Referring expression pointing data:
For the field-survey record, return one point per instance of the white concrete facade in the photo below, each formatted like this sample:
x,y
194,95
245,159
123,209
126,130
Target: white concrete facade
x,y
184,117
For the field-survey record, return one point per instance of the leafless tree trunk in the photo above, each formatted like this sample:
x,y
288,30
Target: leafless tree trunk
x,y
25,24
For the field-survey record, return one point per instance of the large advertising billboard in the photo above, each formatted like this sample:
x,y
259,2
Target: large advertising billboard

▶ [Description of the task]:
With both ends included, please retype exactly the lines from the line containing "of the leafless" to the final line of the data.

▶ [Task solution]:
For the field-survey record, return one point per instance of the leafless tree trunk in the photo above, each formatted like this sample:
x,y
288,30
Target: leafless tree trunk
x,y
25,24
For the field-survey record, return one point per instance of the large advertising billboard in the photo above, each formatted like this sample:
x,y
259,2
Target: large advertising billboard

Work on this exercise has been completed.